DATA SECTION:
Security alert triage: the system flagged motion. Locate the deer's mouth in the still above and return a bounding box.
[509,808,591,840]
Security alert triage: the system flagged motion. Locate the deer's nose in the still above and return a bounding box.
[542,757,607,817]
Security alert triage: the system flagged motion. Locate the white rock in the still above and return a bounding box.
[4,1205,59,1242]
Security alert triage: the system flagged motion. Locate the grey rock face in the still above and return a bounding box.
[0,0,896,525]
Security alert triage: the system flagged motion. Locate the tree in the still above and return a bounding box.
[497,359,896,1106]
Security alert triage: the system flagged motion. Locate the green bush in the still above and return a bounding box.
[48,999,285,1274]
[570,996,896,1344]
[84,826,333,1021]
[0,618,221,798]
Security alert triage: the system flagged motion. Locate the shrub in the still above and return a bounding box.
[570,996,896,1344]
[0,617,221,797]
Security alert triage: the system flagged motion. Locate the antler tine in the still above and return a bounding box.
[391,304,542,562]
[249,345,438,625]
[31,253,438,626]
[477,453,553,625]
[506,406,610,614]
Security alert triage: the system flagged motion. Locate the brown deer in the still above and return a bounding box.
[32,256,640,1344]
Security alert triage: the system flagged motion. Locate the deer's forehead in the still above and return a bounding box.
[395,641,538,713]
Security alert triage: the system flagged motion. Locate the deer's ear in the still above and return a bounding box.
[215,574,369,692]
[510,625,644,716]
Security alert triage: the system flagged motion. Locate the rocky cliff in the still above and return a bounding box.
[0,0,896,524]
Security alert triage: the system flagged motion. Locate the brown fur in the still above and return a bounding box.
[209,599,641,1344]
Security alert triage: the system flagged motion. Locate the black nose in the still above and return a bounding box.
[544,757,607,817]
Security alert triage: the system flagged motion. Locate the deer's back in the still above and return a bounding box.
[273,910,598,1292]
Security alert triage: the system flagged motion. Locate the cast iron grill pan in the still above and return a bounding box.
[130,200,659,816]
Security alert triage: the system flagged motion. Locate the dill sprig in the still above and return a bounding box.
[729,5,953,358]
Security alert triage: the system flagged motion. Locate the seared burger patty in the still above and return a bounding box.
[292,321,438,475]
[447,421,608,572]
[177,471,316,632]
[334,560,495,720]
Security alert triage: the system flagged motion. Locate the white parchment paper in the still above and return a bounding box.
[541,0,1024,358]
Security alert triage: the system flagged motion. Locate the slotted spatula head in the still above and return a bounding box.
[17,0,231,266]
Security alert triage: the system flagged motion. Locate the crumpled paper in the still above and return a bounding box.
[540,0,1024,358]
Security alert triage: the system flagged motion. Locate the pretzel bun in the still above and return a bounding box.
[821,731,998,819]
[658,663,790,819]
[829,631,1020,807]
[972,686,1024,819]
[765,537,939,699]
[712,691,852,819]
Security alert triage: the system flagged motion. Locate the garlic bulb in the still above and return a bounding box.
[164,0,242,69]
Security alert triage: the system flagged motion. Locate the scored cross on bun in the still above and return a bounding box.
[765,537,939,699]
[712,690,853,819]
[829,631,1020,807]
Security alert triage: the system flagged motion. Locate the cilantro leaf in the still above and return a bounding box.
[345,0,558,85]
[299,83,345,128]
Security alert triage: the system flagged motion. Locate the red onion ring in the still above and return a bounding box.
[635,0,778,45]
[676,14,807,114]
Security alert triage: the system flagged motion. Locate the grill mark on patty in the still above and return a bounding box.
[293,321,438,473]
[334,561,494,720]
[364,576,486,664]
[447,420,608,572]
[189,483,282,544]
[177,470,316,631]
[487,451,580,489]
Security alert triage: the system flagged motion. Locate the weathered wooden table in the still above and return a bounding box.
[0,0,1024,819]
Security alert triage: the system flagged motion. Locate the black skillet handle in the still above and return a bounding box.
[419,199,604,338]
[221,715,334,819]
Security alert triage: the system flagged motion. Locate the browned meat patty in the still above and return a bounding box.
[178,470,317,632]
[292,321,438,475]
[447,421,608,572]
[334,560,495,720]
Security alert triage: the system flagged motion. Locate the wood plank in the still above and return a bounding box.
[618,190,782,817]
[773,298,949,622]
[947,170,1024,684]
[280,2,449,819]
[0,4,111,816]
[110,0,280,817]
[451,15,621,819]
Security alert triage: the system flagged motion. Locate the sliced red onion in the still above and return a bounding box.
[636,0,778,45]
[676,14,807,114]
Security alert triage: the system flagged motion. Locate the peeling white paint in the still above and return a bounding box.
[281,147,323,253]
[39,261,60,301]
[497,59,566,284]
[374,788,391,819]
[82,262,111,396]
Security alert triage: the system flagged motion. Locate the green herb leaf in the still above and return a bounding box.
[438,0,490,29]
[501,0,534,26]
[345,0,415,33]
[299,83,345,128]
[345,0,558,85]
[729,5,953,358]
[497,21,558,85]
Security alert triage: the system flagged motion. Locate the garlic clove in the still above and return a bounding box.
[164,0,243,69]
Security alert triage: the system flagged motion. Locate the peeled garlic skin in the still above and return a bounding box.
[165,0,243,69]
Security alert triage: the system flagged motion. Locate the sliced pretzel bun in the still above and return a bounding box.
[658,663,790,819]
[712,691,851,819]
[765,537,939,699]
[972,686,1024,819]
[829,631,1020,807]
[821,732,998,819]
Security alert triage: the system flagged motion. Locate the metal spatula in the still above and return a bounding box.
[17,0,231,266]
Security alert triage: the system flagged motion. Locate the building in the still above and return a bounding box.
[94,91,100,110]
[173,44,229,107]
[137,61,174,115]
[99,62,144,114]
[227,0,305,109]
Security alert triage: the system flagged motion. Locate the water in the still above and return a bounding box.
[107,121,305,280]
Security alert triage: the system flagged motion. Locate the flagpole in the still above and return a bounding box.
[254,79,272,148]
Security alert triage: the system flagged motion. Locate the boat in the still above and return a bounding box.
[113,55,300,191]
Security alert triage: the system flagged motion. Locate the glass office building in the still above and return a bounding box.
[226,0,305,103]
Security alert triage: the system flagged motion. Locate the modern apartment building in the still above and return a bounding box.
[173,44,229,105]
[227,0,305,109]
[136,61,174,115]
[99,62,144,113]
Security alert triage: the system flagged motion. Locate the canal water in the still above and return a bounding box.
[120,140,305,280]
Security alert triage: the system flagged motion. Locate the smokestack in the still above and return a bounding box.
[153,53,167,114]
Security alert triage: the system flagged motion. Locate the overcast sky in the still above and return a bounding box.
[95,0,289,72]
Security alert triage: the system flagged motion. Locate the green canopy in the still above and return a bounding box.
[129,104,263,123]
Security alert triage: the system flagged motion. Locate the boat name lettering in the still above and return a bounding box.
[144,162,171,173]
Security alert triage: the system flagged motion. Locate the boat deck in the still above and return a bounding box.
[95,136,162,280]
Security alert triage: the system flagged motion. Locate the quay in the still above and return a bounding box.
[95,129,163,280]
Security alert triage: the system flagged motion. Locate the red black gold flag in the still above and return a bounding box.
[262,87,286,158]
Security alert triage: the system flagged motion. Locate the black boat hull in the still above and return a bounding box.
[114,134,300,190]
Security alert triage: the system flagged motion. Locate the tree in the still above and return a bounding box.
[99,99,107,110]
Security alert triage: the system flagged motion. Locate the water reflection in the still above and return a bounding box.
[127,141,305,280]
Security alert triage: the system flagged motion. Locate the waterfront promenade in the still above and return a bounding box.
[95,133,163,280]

WORK TO COMPLETE: State only the number of lines in the material above that contain the word "sliced".

TASK OUTPUT: 2